--- MATERIAL FOR THIS EXERCISE ---
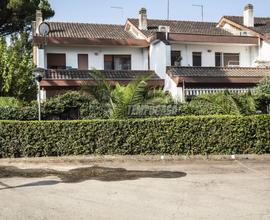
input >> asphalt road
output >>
[0,160,270,220]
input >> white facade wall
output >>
[149,41,171,79]
[44,46,148,70]
[259,41,270,62]
[172,43,258,67]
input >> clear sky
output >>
[49,0,270,24]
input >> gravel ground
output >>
[0,156,270,220]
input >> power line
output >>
[192,5,204,21]
[111,6,124,18]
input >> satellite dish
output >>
[38,22,50,37]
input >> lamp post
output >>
[33,68,45,121]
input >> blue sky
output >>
[49,0,270,24]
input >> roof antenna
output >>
[111,6,124,19]
[192,5,204,21]
[167,0,170,20]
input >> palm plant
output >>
[189,91,256,115]
[83,71,171,118]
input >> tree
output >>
[0,0,54,36]
[83,71,171,118]
[0,33,36,101]
[255,77,270,113]
[188,91,256,115]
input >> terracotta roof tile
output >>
[128,18,232,37]
[224,16,270,34]
[47,22,137,39]
[167,67,270,77]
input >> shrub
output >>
[0,115,270,157]
[255,77,270,113]
[183,91,256,115]
[0,97,22,107]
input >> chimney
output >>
[139,8,147,30]
[244,4,254,27]
[36,10,43,34]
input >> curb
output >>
[0,154,270,165]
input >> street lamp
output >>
[33,68,45,121]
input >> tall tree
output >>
[0,0,54,36]
[0,33,36,101]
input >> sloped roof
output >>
[47,22,135,39]
[128,18,232,37]
[167,67,270,77]
[224,16,270,34]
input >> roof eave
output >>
[33,36,149,47]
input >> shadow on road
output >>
[0,166,187,190]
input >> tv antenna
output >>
[192,5,204,21]
[111,6,124,18]
[167,0,170,20]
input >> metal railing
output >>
[184,88,252,97]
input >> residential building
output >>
[33,4,270,101]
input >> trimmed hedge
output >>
[0,115,270,158]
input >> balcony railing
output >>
[185,88,253,97]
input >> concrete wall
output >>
[172,44,257,67]
[149,41,171,79]
[44,46,148,70]
[260,41,270,61]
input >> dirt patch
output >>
[0,166,187,183]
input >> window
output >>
[78,54,88,70]
[47,53,66,69]
[215,52,240,67]
[171,50,181,66]
[192,52,202,66]
[104,55,131,70]
[223,53,240,66]
[215,52,223,67]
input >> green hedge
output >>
[0,115,270,158]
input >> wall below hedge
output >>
[0,115,270,158]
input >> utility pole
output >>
[167,0,170,20]
[192,5,204,21]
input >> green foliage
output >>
[0,34,36,101]
[186,92,256,115]
[255,77,270,113]
[0,115,270,157]
[0,106,38,121]
[0,0,54,36]
[0,97,22,107]
[82,71,165,118]
[42,91,106,119]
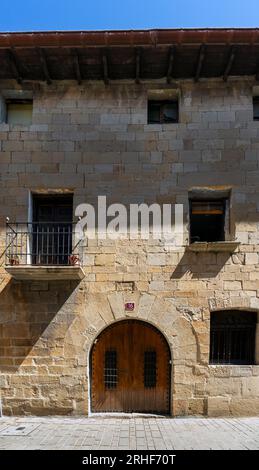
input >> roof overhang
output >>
[0,28,259,83]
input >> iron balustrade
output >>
[6,222,80,266]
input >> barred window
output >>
[210,310,257,364]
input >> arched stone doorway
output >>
[90,320,171,414]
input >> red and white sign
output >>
[125,302,135,312]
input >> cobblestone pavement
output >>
[0,416,259,450]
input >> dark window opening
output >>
[148,100,179,124]
[210,310,257,365]
[32,194,73,265]
[104,350,118,389]
[144,351,157,388]
[5,99,33,126]
[190,200,226,243]
[253,96,259,121]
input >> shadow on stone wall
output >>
[171,251,231,279]
[0,279,78,373]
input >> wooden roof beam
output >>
[73,50,82,85]
[223,46,236,82]
[194,44,206,82]
[37,47,52,85]
[102,52,109,85]
[166,46,175,83]
[7,48,23,84]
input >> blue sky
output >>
[0,0,259,31]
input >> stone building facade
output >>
[0,29,259,416]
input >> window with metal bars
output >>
[104,349,118,389]
[148,100,179,124]
[210,310,257,364]
[144,351,157,388]
[253,96,259,121]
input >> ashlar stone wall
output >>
[0,77,259,416]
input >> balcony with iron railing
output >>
[5,221,84,280]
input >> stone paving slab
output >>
[0,416,259,450]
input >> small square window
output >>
[6,100,32,126]
[148,100,178,124]
[190,199,226,243]
[253,96,259,121]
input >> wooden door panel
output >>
[91,320,170,413]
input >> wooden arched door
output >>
[91,320,171,413]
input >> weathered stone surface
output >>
[0,77,259,416]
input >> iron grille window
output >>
[148,100,178,124]
[104,350,118,389]
[253,96,259,121]
[144,351,156,388]
[190,200,226,243]
[210,310,257,364]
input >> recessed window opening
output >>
[210,310,257,365]
[6,100,33,126]
[190,199,226,243]
[148,100,179,124]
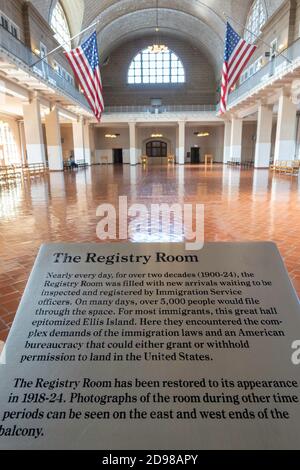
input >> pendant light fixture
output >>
[148,0,169,54]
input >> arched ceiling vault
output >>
[31,0,284,74]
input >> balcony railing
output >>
[105,104,217,115]
[228,39,300,106]
[0,25,89,109]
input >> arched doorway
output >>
[146,140,168,165]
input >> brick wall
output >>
[0,0,25,42]
[102,36,216,106]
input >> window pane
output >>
[128,49,185,84]
[51,2,71,50]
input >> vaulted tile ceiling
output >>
[31,0,284,73]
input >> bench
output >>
[270,160,300,175]
[22,163,49,177]
[75,160,89,168]
[0,165,22,186]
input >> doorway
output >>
[146,140,168,164]
[191,147,201,165]
[113,149,123,165]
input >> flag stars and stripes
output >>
[220,23,257,113]
[65,32,104,121]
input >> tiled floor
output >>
[0,165,300,340]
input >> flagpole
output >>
[30,20,100,67]
[223,12,293,64]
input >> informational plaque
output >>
[0,243,300,450]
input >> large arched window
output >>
[128,49,185,85]
[51,2,71,50]
[245,0,267,43]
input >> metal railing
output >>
[105,104,217,115]
[0,25,89,109]
[228,39,300,106]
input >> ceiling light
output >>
[105,134,120,139]
[148,0,169,54]
[194,132,210,137]
[151,134,163,139]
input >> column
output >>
[177,121,185,165]
[23,99,46,164]
[274,92,297,161]
[223,121,231,165]
[254,105,273,168]
[89,124,96,165]
[72,119,91,165]
[129,122,138,165]
[83,121,92,165]
[230,118,243,162]
[45,107,64,171]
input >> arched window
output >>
[51,2,71,50]
[128,49,185,85]
[245,0,267,43]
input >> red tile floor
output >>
[0,165,300,340]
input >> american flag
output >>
[65,32,104,121]
[220,23,257,113]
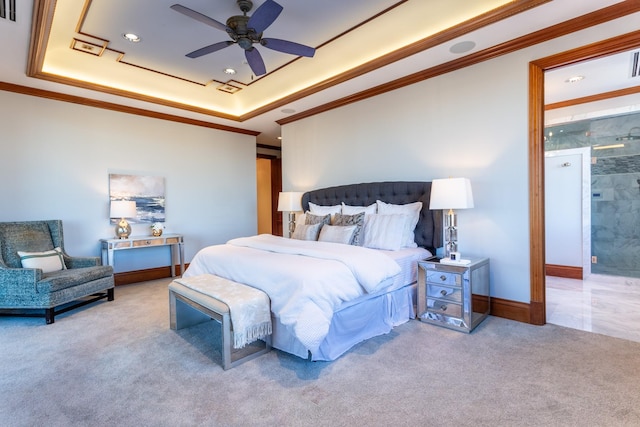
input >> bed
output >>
[184,181,442,361]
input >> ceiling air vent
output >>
[631,52,640,78]
[0,0,16,22]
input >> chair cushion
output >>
[0,222,54,268]
[36,265,113,293]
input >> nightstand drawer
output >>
[427,298,462,317]
[427,270,462,286]
[427,283,462,303]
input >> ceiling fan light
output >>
[122,33,142,43]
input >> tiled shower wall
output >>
[545,113,640,277]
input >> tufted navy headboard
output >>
[302,181,442,254]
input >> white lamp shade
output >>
[278,191,302,212]
[429,178,473,210]
[109,200,137,218]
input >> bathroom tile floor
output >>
[546,274,640,342]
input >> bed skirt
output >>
[271,283,416,361]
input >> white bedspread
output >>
[184,234,400,353]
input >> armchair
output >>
[0,220,114,324]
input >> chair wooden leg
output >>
[44,308,56,325]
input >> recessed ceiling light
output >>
[122,33,142,43]
[564,76,584,83]
[449,40,476,53]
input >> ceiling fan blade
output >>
[186,40,235,58]
[244,47,267,76]
[170,4,229,31]
[260,38,316,58]
[247,0,282,34]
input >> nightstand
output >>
[418,258,491,333]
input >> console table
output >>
[100,234,184,277]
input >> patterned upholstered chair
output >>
[0,220,114,324]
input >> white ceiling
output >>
[0,0,638,145]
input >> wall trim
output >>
[545,264,583,280]
[0,82,260,136]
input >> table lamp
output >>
[429,178,473,259]
[109,200,136,239]
[278,191,302,237]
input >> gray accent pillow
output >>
[291,222,323,240]
[304,212,331,225]
[333,212,364,246]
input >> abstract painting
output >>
[109,174,165,222]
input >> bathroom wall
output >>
[545,113,640,277]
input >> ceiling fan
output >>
[171,0,316,76]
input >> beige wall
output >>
[282,12,638,303]
[0,91,257,268]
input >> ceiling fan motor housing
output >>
[227,15,262,50]
[237,0,253,14]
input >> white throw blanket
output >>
[184,234,400,353]
[176,274,271,348]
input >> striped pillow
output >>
[18,247,67,273]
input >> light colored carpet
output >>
[0,280,640,426]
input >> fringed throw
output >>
[176,274,272,348]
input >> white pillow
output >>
[296,213,307,225]
[309,202,342,222]
[291,222,322,240]
[18,248,67,273]
[318,225,358,245]
[342,202,378,216]
[363,214,410,251]
[376,200,422,248]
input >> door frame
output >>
[528,31,640,325]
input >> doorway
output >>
[256,154,282,236]
[544,147,591,279]
[529,32,640,325]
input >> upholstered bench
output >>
[169,274,271,370]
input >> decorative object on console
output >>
[429,178,473,259]
[278,191,302,237]
[109,200,136,239]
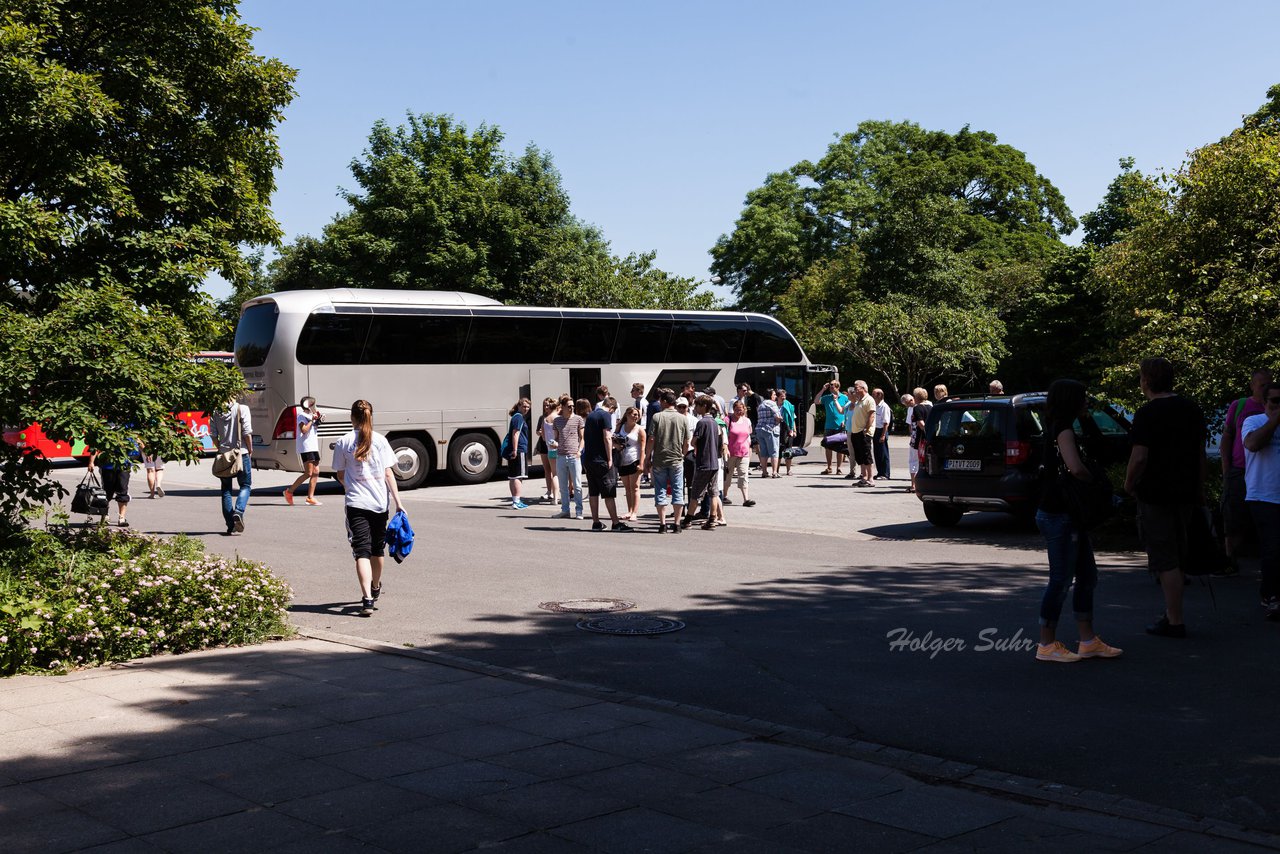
---
__TASK DESCRIPTION__
Rewrite everything from the line containing "input >> flag stars and stripes" down to the line containing "[449,40,476,53]", putting "overhead" in place of "ceiling" and keeping all else the same. Leave the pictures out.

__EXERCISE RESPONSE__
input >> flag stars and stripes
output >>
[220,23,257,113]
[65,32,104,121]
input >> tiled floor
output >>
[0,165,300,340]
input >> flagpole
output >>
[30,20,100,67]
[223,12,293,64]
input >> informational plaque
output >>
[0,243,300,450]
input >> large arched window
output >>
[128,49,185,85]
[51,2,71,50]
[245,0,267,43]
input >> metal railing
output >>
[105,104,217,115]
[0,25,89,109]
[228,39,300,106]
input >> overhead light
output >>
[105,134,120,139]
[148,0,169,54]
[194,132,210,137]
[151,134,163,139]
input >> column
output >>
[177,121,185,165]
[23,99,46,164]
[274,92,297,161]
[223,121,231,165]
[254,105,273,168]
[89,124,96,165]
[72,119,91,165]
[129,122,138,165]
[83,121,92,165]
[230,118,243,162]
[45,107,64,171]
input >> arched window
output >>
[51,2,71,50]
[128,49,185,85]
[245,0,267,43]
input >> red tile floor
output >>
[0,165,300,340]
input >> american flag
output >>
[65,32,104,121]
[220,23,257,113]
input >> bed
output >>
[184,181,442,361]
input >> overhead air vent
output >>
[631,52,640,78]
[0,0,16,22]
input >> chair cushion
output >>
[0,222,54,268]
[36,265,113,293]
input >> nightstand drawer
output >>
[427,298,462,317]
[427,270,462,286]
[427,283,462,303]
input >> overhead fan light
output >>
[122,33,142,43]
input >> tiled shower wall
output >>
[545,113,640,277]
input >> tufted navy headboard
output >>
[302,181,442,254]
input >> white lamp shade
output >>
[278,191,302,212]
[429,178,473,210]
[109,200,137,218]
input >> bathroom tile floor
output >>
[546,274,640,342]
input >> bed skirt
output >>
[271,283,416,361]
input >> white bedspread
output >>
[184,234,400,353]
input >> armchair
output >>
[0,220,114,324]
input >> chair wooden leg
output >>
[44,308,56,325]
input >> recessed overhead light
output >>
[122,33,142,43]
[564,76,584,83]
[449,40,476,53]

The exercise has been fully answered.